__SOURCE DATA__:

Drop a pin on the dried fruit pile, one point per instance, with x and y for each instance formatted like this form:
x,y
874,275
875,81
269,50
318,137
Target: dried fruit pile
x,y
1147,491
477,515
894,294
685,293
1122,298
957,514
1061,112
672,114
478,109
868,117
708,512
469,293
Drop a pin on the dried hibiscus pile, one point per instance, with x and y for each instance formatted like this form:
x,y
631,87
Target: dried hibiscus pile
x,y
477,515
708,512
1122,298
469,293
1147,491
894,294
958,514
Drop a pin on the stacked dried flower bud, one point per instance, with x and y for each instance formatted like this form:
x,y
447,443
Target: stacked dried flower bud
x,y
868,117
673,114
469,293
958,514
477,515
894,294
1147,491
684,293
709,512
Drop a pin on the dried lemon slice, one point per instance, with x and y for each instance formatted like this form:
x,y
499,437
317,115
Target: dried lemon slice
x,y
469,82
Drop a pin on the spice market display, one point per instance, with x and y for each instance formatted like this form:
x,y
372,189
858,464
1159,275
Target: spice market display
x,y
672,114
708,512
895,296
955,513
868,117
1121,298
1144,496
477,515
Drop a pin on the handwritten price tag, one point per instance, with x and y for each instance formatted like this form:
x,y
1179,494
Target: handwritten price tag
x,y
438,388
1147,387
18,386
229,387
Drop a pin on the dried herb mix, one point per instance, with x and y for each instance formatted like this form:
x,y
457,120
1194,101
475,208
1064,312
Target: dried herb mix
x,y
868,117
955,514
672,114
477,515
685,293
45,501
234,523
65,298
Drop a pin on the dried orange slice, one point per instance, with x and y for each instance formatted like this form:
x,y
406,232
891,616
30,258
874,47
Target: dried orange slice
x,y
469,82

__STATED PROBLEM__: Transcribe word for word the lines from the one holding "Drop a pin on the spice" to the last line of the listing above, inclusive.

__RESPONSE BELOW__:
Drop a pin on the spice market display, one point per instance, with x and y for each instance formatted like this form:
x,y
372,189
858,464
1159,275
Target: spice market display
x,y
672,114
708,512
895,296
955,513
868,117
1121,298
1144,496
477,515
Drop a pin on the handwritten price tag, one point per instance, with x and y for each instance formatted like this form:
x,y
1179,494
Target: handwritten price tag
x,y
438,388
1147,387
18,386
229,387
Drop a pin on the dried herb mix, one point per instance, with x and y for each instance formatted like this form:
x,y
457,120
1194,101
475,208
1064,312
Target: dried herb mix
x,y
868,117
955,514
672,114
477,515
685,293
45,501
234,523
65,298
Drop a pin on the dried orange slice, one point per instance, with x and y for each instance formatted like this form:
x,y
406,232
891,616
30,258
874,47
Target: dried orange slice
x,y
469,82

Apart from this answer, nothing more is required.